> [Provided passage]:
^^^^^^^^

Interview by Julia Weinzettl
What are the reasons for Chinese entrepreneurs to build factories in Africa?
Irene Yuan Sun: Over the last decade thousands of Chinese entrepreneurs have found their way to Africa. Their reasons are – what I call – the push and pull factors. In China itself different kinds of costs are rising, most significantly labour costs, which have been rising at more than ten percent per year for a decade now. Manufacturers in China are finding that their profitability levels are declining. That’s pushing them out of China. Now Africa – at the same time – is pulling in these entrepreneurs because of the outstanding market opportunities today. Manufacturers in Africa make some of the highest margins in the entire world. That’s due in some countries to labor costs that are significantly lower, for example, in Ethiopia. The other reason for the pull effect are market niches that have very little competition. A factory, in eastern Nigeria for example, has hardly any competitive imports or competition from other factories – at least yet. That´s why it´s possible to make very good businesses in these local market niches across the continent.
Are there also Chinese start-ups coming to Africa to build their business?
Irene Yuan Sun: Absolutely. There are many examples of successful Chinese start-ups in all kinds of industries, not only manufacturing. ‘StarTimes’ is one of my favorite examples. They acquired a TV-license in Rwanda, a small market, and built that into a business that now spans 30 countries and surpassed DStv as the largest pay-TV business in all of Africa by subscriber volume this year. In China this company has no customers. But in Africa they are a multinational business with subscribers in 30 countries.

^^^^^^^^

> [Data lines]:
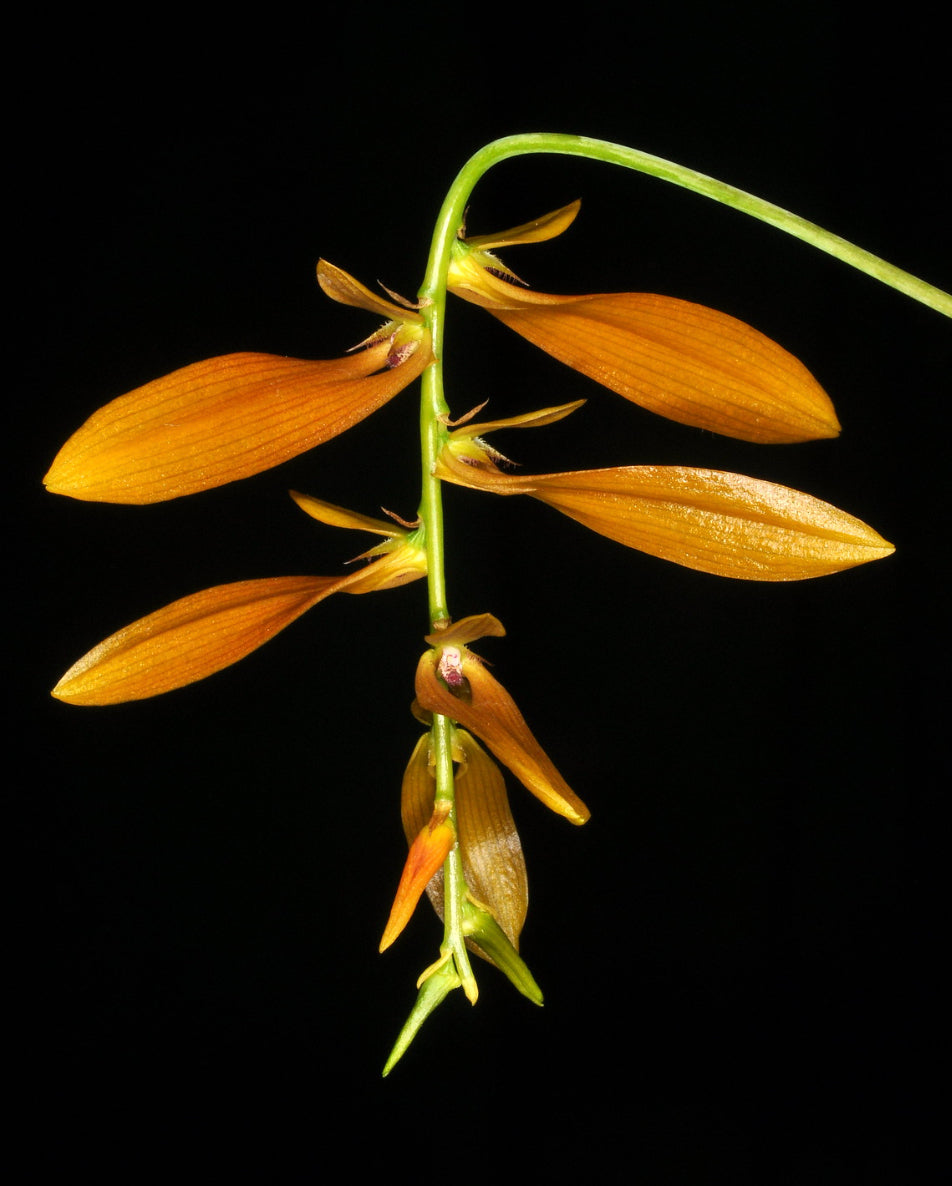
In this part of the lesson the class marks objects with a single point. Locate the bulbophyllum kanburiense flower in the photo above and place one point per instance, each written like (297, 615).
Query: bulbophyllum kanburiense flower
(683, 361)
(202, 633)
(490, 849)
(715, 522)
(229, 418)
(452, 681)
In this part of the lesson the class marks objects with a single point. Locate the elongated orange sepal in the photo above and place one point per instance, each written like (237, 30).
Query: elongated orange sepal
(679, 359)
(716, 522)
(426, 856)
(481, 705)
(189, 639)
(221, 420)
(490, 848)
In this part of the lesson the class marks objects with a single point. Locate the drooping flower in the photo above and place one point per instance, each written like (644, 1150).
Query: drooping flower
(229, 418)
(679, 359)
(715, 522)
(202, 633)
(490, 848)
(452, 681)
(428, 850)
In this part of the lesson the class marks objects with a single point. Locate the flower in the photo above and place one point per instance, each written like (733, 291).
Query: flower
(715, 522)
(428, 850)
(452, 681)
(490, 848)
(683, 361)
(202, 633)
(234, 416)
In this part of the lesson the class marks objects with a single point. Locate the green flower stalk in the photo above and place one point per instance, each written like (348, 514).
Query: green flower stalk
(224, 419)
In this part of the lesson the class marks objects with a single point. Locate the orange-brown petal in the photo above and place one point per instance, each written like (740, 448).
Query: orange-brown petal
(716, 522)
(678, 359)
(483, 706)
(221, 420)
(490, 848)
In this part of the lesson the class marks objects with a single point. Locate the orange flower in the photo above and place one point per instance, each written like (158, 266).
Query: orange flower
(232, 416)
(428, 850)
(715, 522)
(490, 848)
(683, 361)
(198, 635)
(452, 681)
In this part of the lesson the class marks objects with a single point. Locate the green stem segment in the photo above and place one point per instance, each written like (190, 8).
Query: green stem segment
(433, 431)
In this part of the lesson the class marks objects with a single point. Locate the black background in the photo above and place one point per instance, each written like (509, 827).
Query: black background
(734, 950)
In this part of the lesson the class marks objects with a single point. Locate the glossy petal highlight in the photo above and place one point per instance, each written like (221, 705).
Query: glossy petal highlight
(678, 359)
(715, 522)
(490, 848)
(481, 705)
(189, 639)
(202, 633)
(221, 420)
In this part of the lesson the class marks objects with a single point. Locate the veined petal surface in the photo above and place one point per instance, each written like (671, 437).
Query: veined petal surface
(682, 361)
(490, 848)
(487, 709)
(221, 420)
(191, 638)
(716, 522)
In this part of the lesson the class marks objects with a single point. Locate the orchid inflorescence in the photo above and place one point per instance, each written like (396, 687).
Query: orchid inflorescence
(229, 418)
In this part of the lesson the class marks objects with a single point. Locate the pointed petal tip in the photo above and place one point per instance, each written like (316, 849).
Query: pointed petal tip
(425, 859)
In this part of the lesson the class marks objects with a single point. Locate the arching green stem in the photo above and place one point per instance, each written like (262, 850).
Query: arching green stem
(453, 968)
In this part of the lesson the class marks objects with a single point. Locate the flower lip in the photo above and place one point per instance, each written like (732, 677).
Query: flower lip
(722, 523)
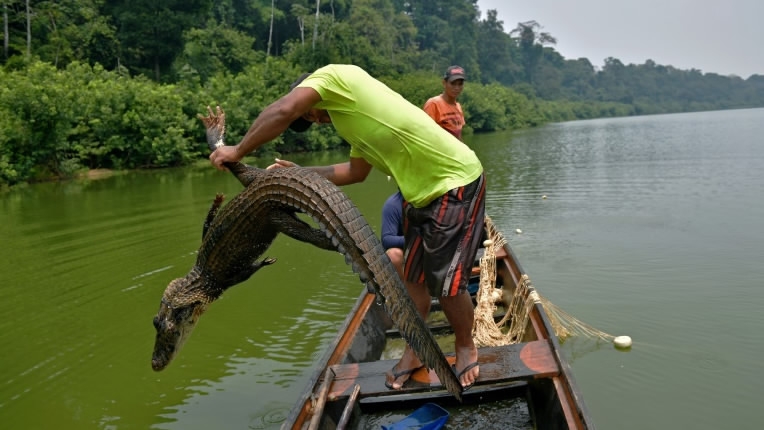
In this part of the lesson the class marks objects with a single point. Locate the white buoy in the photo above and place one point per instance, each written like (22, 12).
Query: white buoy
(622, 342)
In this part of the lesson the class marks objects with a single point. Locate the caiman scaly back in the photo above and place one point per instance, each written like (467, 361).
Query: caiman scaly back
(237, 234)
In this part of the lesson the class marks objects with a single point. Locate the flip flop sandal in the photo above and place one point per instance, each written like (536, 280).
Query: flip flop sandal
(465, 370)
(397, 375)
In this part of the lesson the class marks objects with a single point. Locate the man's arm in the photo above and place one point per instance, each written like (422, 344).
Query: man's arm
(392, 220)
(271, 122)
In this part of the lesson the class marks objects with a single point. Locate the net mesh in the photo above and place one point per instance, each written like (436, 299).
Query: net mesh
(487, 331)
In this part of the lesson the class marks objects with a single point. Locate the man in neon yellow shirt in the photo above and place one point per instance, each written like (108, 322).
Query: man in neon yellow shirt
(441, 180)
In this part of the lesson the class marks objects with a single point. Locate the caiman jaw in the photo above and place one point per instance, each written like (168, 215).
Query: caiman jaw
(174, 325)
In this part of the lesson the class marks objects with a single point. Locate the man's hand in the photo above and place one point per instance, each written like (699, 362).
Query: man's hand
(224, 154)
(281, 163)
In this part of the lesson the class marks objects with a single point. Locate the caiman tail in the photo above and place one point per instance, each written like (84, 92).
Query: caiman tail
(306, 191)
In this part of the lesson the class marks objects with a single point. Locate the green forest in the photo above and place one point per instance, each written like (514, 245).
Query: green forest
(117, 84)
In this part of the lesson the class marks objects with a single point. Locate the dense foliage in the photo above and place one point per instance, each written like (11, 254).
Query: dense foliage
(117, 84)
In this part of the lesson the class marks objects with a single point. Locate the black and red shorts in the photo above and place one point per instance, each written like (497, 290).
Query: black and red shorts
(442, 239)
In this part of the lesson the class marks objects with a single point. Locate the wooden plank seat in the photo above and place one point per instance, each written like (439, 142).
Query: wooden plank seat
(498, 365)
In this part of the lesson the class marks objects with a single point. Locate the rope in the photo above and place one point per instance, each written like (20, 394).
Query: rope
(487, 332)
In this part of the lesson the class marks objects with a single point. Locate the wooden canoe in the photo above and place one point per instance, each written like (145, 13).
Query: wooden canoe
(532, 378)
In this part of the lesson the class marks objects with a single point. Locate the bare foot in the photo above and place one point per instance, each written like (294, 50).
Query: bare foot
(401, 372)
(469, 372)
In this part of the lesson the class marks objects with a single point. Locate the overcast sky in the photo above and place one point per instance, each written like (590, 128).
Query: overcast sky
(713, 36)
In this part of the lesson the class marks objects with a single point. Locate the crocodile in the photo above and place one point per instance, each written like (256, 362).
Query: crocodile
(234, 236)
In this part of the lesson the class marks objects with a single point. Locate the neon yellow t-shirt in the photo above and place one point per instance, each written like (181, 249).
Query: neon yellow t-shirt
(392, 134)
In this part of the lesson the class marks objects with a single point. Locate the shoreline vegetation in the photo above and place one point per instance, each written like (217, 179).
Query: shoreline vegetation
(63, 114)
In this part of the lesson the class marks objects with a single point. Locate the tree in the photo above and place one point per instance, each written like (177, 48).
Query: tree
(151, 31)
(493, 47)
(531, 42)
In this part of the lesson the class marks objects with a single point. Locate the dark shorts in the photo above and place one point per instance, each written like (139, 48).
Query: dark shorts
(442, 239)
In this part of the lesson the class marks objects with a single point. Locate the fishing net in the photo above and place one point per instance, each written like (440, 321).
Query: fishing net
(487, 331)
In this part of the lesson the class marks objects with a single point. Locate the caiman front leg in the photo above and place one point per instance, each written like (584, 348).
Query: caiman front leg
(212, 213)
(288, 223)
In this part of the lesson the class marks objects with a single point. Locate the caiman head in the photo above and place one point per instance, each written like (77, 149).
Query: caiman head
(183, 303)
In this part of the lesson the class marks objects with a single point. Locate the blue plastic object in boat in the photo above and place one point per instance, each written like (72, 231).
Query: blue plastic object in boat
(428, 417)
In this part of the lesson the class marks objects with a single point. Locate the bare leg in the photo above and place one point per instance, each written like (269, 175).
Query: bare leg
(460, 314)
(409, 360)
(396, 256)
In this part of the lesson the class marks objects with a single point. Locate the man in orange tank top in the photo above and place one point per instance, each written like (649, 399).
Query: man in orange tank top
(444, 108)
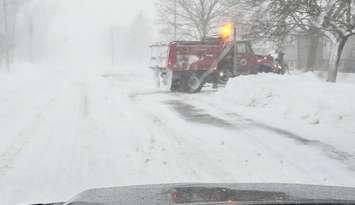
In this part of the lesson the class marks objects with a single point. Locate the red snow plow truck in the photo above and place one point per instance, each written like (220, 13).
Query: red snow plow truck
(187, 66)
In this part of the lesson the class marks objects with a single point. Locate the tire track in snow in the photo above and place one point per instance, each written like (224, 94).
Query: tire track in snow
(233, 121)
(8, 157)
(329, 150)
(193, 157)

^^^^^^^^

> [Task statement]:
In the interview above, rewrite the answer that begins "Over the last decade thousands of Chinese entrepreneurs" as a short bulleted list that keeps its main facts.

> [Final result]:
- Over the last decade, thousands of Chinese entrepreneurs have come to Africa, driven by push and pull factors.
- Push: costs in China are rising, especially labor costs, which have grown more than ten percent per year for a decade. This has cut manufacturers' profits.
- Pull: Africa offers outstanding market opportunities, and manufacturers there earn some of the highest margins in the world.
- Some countries, such as Ethiopia, have much lower labor costs.
- Local market niches have very little competition. A factory in eastern Nigeria, for example, faces hardly any imports or rival factories yet.
- This makes very good business possible in local niches across the continent.